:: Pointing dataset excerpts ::
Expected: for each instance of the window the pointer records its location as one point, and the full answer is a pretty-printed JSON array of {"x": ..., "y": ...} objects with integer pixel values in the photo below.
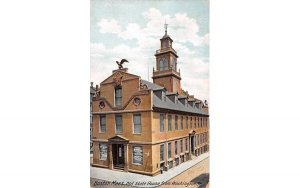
[
  {"x": 181, "y": 146},
  {"x": 137, "y": 124},
  {"x": 102, "y": 124},
  {"x": 162, "y": 122},
  {"x": 186, "y": 122},
  {"x": 176, "y": 122},
  {"x": 118, "y": 120},
  {"x": 176, "y": 148},
  {"x": 169, "y": 150},
  {"x": 181, "y": 123},
  {"x": 118, "y": 96},
  {"x": 169, "y": 122},
  {"x": 201, "y": 122},
  {"x": 103, "y": 151},
  {"x": 163, "y": 64},
  {"x": 137, "y": 155},
  {"x": 186, "y": 145},
  {"x": 161, "y": 152}
]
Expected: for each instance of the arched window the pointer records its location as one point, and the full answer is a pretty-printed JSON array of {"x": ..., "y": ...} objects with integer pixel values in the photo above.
[{"x": 163, "y": 64}]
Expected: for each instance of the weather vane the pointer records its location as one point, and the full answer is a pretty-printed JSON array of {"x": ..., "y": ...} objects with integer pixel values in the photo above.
[{"x": 120, "y": 64}]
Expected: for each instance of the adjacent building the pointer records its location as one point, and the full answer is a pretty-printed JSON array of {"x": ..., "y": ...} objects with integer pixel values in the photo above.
[{"x": 145, "y": 127}]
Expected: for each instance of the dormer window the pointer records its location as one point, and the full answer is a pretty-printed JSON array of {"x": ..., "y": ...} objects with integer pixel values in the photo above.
[{"x": 118, "y": 97}]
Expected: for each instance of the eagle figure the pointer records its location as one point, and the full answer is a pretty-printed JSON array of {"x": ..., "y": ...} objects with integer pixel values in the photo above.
[{"x": 120, "y": 64}]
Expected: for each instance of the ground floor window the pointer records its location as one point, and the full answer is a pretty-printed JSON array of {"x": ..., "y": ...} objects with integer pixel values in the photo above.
[
  {"x": 103, "y": 151},
  {"x": 137, "y": 155},
  {"x": 161, "y": 152},
  {"x": 170, "y": 164},
  {"x": 186, "y": 157}
]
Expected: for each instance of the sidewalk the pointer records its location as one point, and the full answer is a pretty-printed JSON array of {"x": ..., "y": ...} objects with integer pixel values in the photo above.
[{"x": 119, "y": 176}]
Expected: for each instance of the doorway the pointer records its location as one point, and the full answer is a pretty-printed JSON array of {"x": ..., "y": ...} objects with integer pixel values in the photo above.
[
  {"x": 192, "y": 145},
  {"x": 118, "y": 155}
]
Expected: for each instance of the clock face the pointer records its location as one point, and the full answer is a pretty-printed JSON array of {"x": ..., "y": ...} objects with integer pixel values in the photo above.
[{"x": 165, "y": 44}]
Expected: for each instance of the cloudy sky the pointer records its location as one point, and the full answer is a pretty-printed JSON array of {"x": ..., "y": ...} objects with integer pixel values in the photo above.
[{"x": 131, "y": 29}]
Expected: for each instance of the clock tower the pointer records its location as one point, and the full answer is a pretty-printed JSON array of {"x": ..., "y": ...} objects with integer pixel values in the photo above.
[{"x": 166, "y": 74}]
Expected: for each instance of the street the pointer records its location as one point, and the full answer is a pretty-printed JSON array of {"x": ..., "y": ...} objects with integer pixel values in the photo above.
[{"x": 196, "y": 176}]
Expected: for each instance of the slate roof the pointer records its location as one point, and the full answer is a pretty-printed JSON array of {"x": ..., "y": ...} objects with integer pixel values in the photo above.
[
  {"x": 151, "y": 86},
  {"x": 167, "y": 103}
]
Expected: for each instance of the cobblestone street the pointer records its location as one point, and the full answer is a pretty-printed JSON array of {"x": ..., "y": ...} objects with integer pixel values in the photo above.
[{"x": 196, "y": 176}]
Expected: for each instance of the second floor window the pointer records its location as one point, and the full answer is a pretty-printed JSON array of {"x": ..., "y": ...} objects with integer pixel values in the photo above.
[
  {"x": 176, "y": 122},
  {"x": 102, "y": 124},
  {"x": 161, "y": 152},
  {"x": 162, "y": 122},
  {"x": 118, "y": 96},
  {"x": 181, "y": 123},
  {"x": 169, "y": 150},
  {"x": 181, "y": 146},
  {"x": 186, "y": 145},
  {"x": 176, "y": 152},
  {"x": 186, "y": 122},
  {"x": 137, "y": 123},
  {"x": 118, "y": 120}
]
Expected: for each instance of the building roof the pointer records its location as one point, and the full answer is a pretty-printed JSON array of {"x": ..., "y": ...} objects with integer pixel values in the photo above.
[
  {"x": 151, "y": 86},
  {"x": 168, "y": 104}
]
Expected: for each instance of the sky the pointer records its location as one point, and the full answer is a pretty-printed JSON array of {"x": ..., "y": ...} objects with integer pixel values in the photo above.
[{"x": 132, "y": 29}]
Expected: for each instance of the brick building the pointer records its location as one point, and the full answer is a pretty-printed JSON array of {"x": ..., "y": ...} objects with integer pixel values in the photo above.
[{"x": 145, "y": 127}]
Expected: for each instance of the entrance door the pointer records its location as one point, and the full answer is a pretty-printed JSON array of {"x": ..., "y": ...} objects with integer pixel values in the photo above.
[
  {"x": 118, "y": 155},
  {"x": 192, "y": 144}
]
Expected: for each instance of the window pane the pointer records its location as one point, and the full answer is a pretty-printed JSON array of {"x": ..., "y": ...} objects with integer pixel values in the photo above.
[
  {"x": 138, "y": 155},
  {"x": 169, "y": 123},
  {"x": 169, "y": 150},
  {"x": 175, "y": 147},
  {"x": 161, "y": 152},
  {"x": 137, "y": 123},
  {"x": 102, "y": 123},
  {"x": 118, "y": 96},
  {"x": 103, "y": 151},
  {"x": 118, "y": 124},
  {"x": 162, "y": 125},
  {"x": 176, "y": 122}
]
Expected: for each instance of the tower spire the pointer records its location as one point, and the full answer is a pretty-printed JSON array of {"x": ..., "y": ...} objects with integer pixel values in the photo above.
[{"x": 166, "y": 28}]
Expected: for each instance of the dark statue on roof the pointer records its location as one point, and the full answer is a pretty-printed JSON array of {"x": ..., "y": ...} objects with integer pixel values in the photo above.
[{"x": 120, "y": 64}]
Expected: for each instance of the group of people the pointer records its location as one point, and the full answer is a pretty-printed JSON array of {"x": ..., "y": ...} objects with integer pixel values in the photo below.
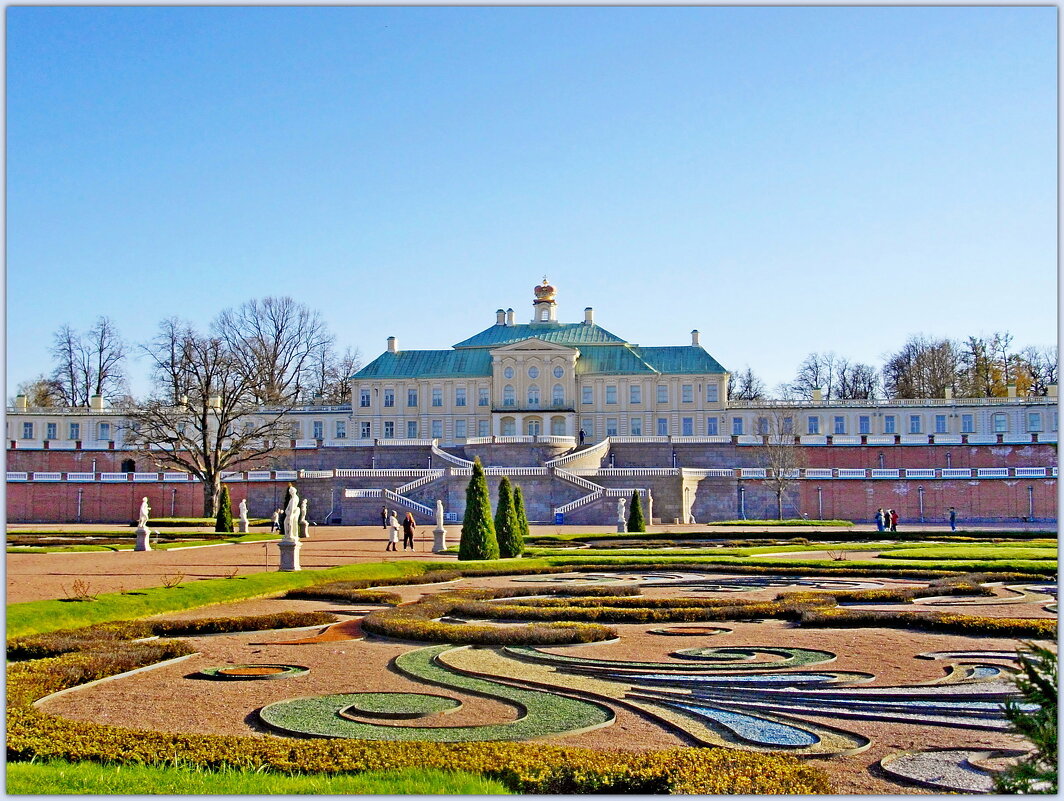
[
  {"x": 391, "y": 523},
  {"x": 886, "y": 519}
]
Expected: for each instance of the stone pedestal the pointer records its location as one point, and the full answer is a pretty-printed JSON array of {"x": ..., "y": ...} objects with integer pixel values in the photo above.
[
  {"x": 289, "y": 555},
  {"x": 438, "y": 539}
]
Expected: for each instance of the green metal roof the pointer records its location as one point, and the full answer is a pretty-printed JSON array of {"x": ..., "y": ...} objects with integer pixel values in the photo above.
[
  {"x": 680, "y": 359},
  {"x": 559, "y": 333},
  {"x": 424, "y": 364}
]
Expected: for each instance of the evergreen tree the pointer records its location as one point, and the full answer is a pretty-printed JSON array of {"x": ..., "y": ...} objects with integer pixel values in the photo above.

:: WORK INSTRUCTIONS ::
Can the entries above be repeated exactly, without their pictures?

:: CORRECT RESULT ::
Expected: for each instance of the window the pointer records its location as one point, and the full answer is a pretty-printed JSON array of {"x": ..., "y": ...} objects with integer pixel values in the photo below.
[
  {"x": 181, "y": 146},
  {"x": 137, "y": 124},
  {"x": 102, "y": 124},
  {"x": 162, "y": 122},
  {"x": 186, "y": 122},
  {"x": 176, "y": 122},
  {"x": 118, "y": 120},
  {"x": 176, "y": 148},
  {"x": 169, "y": 150},
  {"x": 181, "y": 123},
  {"x": 118, "y": 96},
  {"x": 169, "y": 122},
  {"x": 201, "y": 122},
  {"x": 103, "y": 151},
  {"x": 163, "y": 64},
  {"x": 137, "y": 155},
  {"x": 186, "y": 145},
  {"x": 161, "y": 152}
]
Expected: for each instance of the arched window the pointer records its location as one point, and the full answer is a pretty-printed JSON array of {"x": ..., "y": ...} objects with integer pixel values in the photo above.
[{"x": 163, "y": 64}]
Expected: for each instance of the weather vane the pointer records its location as one point, and the full answer is a pretty-printed JSON array of {"x": ..., "y": ...} objects with integer pixel values in the photo above.
[{"x": 120, "y": 64}]
Expected: for each instance of the adjacent building the pointer records its location as one point, and the full answer is a pretty-printed JSON array of {"x": ..., "y": ...} objects with integer pixel values in the photo above.
[{"x": 145, "y": 127}]
Expected: for each instance of the dormer window the pointer records its location as one point, and the full answer is a pretty-printed JSON array of {"x": ..., "y": ...} objects with integer pixel values in the photo above.
[{"x": 118, "y": 97}]
Expected: for each instance of the eagle figure the pointer records its location as one point, and the full answer is a pretty-printed JSON array of {"x": ..., "y": ...} objects with integer pixel values in the photo above.
[{"x": 120, "y": 64}]
Expected: for each instance of the ground floor window the pointer records its location as one point, and the full answer is a pretty-printed JSON array of {"x": ..., "y": ...} objects with integer pixel values in the photo above.
[
  {"x": 103, "y": 151},
  {"x": 137, "y": 155},
  {"x": 161, "y": 152},
  {"x": 170, "y": 164},
  {"x": 186, "y": 157}
]
Expected: for each instance of the sidewalk the pointer records its location as one point, and the full answer is a pretty-printed JSON array of {"x": ..., "y": ...} objects with integer pixel values in the photo above.
[{"x": 119, "y": 176}]
Expected: for each instance of the doorway the pointer records its location as one point, and the full answer is a pretty-printed JSON array of {"x": ..., "y": ...} objects with integer pixel values in the photo above.
[
  {"x": 192, "y": 145},
  {"x": 118, "y": 155}
]
Expected: for each instance of the clock face the pointer records its location as one point, and the full answer is a pretty-printed JSON array of {"x": ..., "y": ...} objects with integer pixel values in the photo above.
[{"x": 165, "y": 44}]
Expected: for each instance of the cloudy sky the pointer records its location as one point, and the full answer is a pretty-printed JSON array of {"x": ..., "y": ...} objects with integer pixel values in the photo above.
[{"x": 131, "y": 29}]
Expected: for each instance of the clock tower the pointer records its location as one point, and the full answer is a pretty-printed JSON array of {"x": ..., "y": ...} objects with integer pixel values in the photo above.
[{"x": 166, "y": 74}]
Expected: for each instance of the street the pointer records its location as one point, and the full answer is a pretty-printed JSON array of {"x": ..., "y": ...} objects with integer pixel values in the photo above.
[{"x": 196, "y": 176}]
Expected: for each instance of the slate roof the pointer records its location as one point, and the full answer is a pretty-printed JSON array of {"x": ..., "y": ...} objects with integer pixel values in the photo above.
[
  {"x": 151, "y": 86},
  {"x": 167, "y": 103}
]
Expected: for each instance of the cobblestone street the pointer records its location as one point, and the full answer is a pretty-printed JSON array of {"x": ..., "y": ...} objects with integer pixel values in the photo above.
[{"x": 196, "y": 176}]
Expected: for each instance of the second floor window the pointer records its location as one point, and the full answer is a pretty-printed JSON array of {"x": ..., "y": ...} objects with integer pixel values in the photo above.
[
  {"x": 176, "y": 122},
  {"x": 102, "y": 124},
  {"x": 161, "y": 152},
  {"x": 162, "y": 122},
  {"x": 118, "y": 96},
  {"x": 181, "y": 123},
  {"x": 169, "y": 150},
  {"x": 181, "y": 146},
  {"x": 186, "y": 145},
  {"x": 176, "y": 152},
  {"x": 186, "y": 122},
  {"x": 137, "y": 123},
  {"x": 118, "y": 120}
]
Expected: for each instance of the building roof the pointer records its location as one point, and the full answer is a pretty-printed JSON array of {"x": ..., "y": ...} objects with integer pixel values in the photo above.
[
  {"x": 151, "y": 86},
  {"x": 168, "y": 104}
]
Expected: for each instance of the sky the pointer records its location as one point, and the full answer is a pretty-printed JSON array of {"x": ..., "y": ...} objects with integer pixel values in the photo above.
[{"x": 132, "y": 29}]
Expected: for each instance of the brick building the pointer records its location as one point, and the full answer is a pretty-printed JSON array of {"x": ..., "y": ...} objects with integer pixel values in the photo above.
[{"x": 145, "y": 127}]
Expected: for each instance of the entrance door the pointer records its location as one point, and the full answer is a pretty-printed JSON array of {"x": ..., "y": ...} objects with integer pixel values in the photo above.
[
  {"x": 118, "y": 155},
  {"x": 192, "y": 144}
]
Expected: for each instance of the window pane the pointer records its location as one point, and the full answer is a pretty-printed JSON array of {"x": ..., "y": ...} objects with integer pixel values in the photo above.
[
  {"x": 138, "y": 155},
  {"x": 169, "y": 123},
  {"x": 169, "y": 150},
  {"x": 175, "y": 147},
  {"x": 161, "y": 152},
  {"x": 137, "y": 123},
  {"x": 102, "y": 123},
  {"x": 118, "y": 96},
  {"x": 103, "y": 151},
  {"x": 118, "y": 124},
  {"x": 162, "y": 125},
  {"x": 176, "y": 122}
]
Expected: for each instance of the tower spire the pointer records its location as one point, and the full answer is a pretty-printed JSON array of {"x": ..., "y": ...} objects with integer pixel values in the photo above.
[{"x": 166, "y": 28}]
Expected: for each instance of the dark statue on roof the pointer records its location as one point, and the full answer is a pretty-printed JSON array of {"x": ..., "y": ...} objects with integer pixel values in the photo above.
[{"x": 120, "y": 64}]
Expected: for each instance of the group of people the pointer records its location as one point, and the full answer is a pretty-printed JSON array of {"x": ..., "y": ...} objects with integer pixel values in the photo below.
[
  {"x": 391, "y": 523},
  {"x": 886, "y": 519}
]
Expected: for each instance of the stone pedestal the pointer records its location as one point, and the full answer is a pretty-printed JSON array of {"x": ..., "y": ...} objects with integer pixel values in the photo above.
[
  {"x": 289, "y": 555},
  {"x": 438, "y": 539}
]
Expected: for each instance of the green metal roof the pointer records its location as one point, and the full answer is a pretty-printed JSON array of {"x": ..., "y": ...} objects with integer pixel values in the photo above.
[
  {"x": 680, "y": 359},
  {"x": 559, "y": 333},
  {"x": 424, "y": 364}
]
Expected: for each instance of the evergreen tree the pointer records its location as one point, and the full answer is a pretty-printed JSON array of {"x": ..., "y": ...} objects with integer pixel values in the photo above.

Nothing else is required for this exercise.